--- TEXTO APRESENTADO ---

Entrevista a Fernanda de Almeida Pinheiro, Bastonária da Ordem dos Advogados
Ferramentas digitais melhoram a advocacia
“As ferramentas digitais nunca conseguirão substituir o trabalho do advogado, mas certamente será melhor advogado aquele que conseguir tirar melhor partido das mesmas” - afirma Fernanda de Almeida Pinheiro. Relativamente à alteração à Lei das Associações Públicas Profissionais e à alteração ao Estatuto da Ordem dos advogados, a Bastonária da Ordem dos Advogados recomenda ao poder executivo e legislativo “que estude e reflita bem nas reformas que quer fazer, antes de se precipitar a realizá-las”.
Vida Económica - Quais são as principais prioridades do seu mandato como Bastonária da Ordem dos Advogados?
Fernanda de Almeida Pinheiro - A nossa principal intenção sempre foi cumprir integralmente as 40 medidas do nosso programa, uma vez que todas elas são prioritárias para nós. Dessas medidas, as mais emblemáticas talvez sejam a luta pela consagração de direitos sociais para a advocacia, exigindo para a classe direitos previdenciais iguais aos previstos no regime geral da Segurança Social; a revisão da tabela de honorários do Sistema de Acesso ao Direito e aos Tribunais; e a recuperação da importância e visibilidade da Ordem dos Advogados, quer no espaço público quer ao nível da política legislativa no âmbito das matérias que lhe dizem respeito.
VE - De que forma a Ordem dos Advogados tem lidado com os desafios éticos e deontológicos no exercício da profissão?

--- EXCERTOS DE DADOS ---

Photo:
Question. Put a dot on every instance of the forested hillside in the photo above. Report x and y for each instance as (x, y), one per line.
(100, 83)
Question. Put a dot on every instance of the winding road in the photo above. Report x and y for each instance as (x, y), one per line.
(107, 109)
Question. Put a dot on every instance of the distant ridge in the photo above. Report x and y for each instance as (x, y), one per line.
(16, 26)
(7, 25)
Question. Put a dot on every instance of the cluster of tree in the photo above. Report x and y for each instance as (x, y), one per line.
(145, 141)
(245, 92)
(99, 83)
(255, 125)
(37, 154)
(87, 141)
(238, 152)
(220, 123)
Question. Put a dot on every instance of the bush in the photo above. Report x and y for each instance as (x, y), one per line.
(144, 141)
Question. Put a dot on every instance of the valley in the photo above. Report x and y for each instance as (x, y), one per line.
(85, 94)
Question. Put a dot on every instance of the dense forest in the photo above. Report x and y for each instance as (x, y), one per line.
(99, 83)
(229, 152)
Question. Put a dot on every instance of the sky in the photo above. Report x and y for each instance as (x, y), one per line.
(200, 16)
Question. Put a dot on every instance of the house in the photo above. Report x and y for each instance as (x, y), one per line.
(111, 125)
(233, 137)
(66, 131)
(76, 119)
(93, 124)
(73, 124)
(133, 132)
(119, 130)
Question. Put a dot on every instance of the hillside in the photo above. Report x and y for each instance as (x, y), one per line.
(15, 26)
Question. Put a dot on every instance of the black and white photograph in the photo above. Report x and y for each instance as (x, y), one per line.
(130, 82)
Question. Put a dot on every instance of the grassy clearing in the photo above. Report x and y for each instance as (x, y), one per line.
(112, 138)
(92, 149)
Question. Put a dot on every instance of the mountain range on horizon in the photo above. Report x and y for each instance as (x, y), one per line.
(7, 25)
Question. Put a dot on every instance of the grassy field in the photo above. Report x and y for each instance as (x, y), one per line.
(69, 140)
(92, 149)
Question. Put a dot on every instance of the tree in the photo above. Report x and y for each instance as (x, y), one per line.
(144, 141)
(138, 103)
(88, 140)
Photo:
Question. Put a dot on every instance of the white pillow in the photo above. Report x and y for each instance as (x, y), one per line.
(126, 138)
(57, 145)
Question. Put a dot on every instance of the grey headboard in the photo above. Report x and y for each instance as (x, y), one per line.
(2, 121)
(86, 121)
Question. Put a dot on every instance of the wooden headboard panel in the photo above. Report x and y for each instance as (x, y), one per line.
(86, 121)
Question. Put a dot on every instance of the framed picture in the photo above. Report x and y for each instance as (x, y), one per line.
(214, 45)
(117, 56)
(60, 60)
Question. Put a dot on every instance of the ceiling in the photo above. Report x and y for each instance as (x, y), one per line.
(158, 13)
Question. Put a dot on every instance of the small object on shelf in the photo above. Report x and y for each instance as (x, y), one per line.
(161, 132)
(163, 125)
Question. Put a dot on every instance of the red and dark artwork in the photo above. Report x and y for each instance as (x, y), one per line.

---

OBJETIVOS —
**a.** Responda a estas perguntas sobre a entrevista à Bastonária:
(i) Quantas medidas compõem o programa referido pela Bastonária?
(ii) A que regime devem ser iguais os direitos previdenciais exigidos para a advocacia?
(iii) Segundo a Bastonária, as ferramentas digitais conseguirão substituir o trabalho do advogado?
**b.** Apresente a continuação da entrevista à Bastonária da Ordem dos Advogados, a partir do ponto em que o texto termina.
Os dados não têm aqui qualquer papel.

RESPOSTAS ESPERADAS —
**a.**
(i) 40 medidas.
(ii) Ao regime geral da Segurança Social.
(iii) Não, nunca conseguirão substituí-lo.

**b.**
FAP - A Ordem dos Advogados continua a cumprir (como sempre cumpriu) a sua atribuição de zelar pela função social, dignidade e prestígio da profissão, promovendo a formação inicial e permanente dos advogados e o respeito pelos valores e princípios deontológicos. E fá-lo não só através da atuação disciplinar isenta e rigorosa dos seus órgãos jurisdicionais, como atua igualmente na prevenção, com a realização de ações de formação. A título de exemplo, o Conselho Geral promoveu uma excelente ação de formação sobre Branqueamento de Capitais, que percorreu o país todo e que permitiu à advocacia atualizar-se sobre esta matéria, para melhor servir os/as cidadãos/ãs e as empresas, mas também para melhor cumprir as suas obrigações.
VE - Como vê a atual relação entre o poder judicial e a advocacia, e que medidas considera essenciais para fortalecer essa relação?
FAP – As relações entre a advocacia, as magistraturas e os funcionários judiciais são excelentes. No próximo dia 25 e 26 de outubro vamos, inclusive, promover uma conferência conjunta sobre o papel dos intervenientes no processo penal. Existe uma excelente relação com o Conselho Superior da Magistratura e com os tribunais superiores, de mútuo respeito e cooperação. Cada um exerce funções diferentes no sistema judicial, mas todos estão unidos por um objetivo superior comum, que é a correta administração da justiça, e a defesa dos direitos, liberdades e garantias dos/as cidadãos/ãs.
VE - Que papel a Ordem dos Advogados tem desempenhado na promoção do acesso à justiça em Portugal, especialmente para as populações mais vulneráveis?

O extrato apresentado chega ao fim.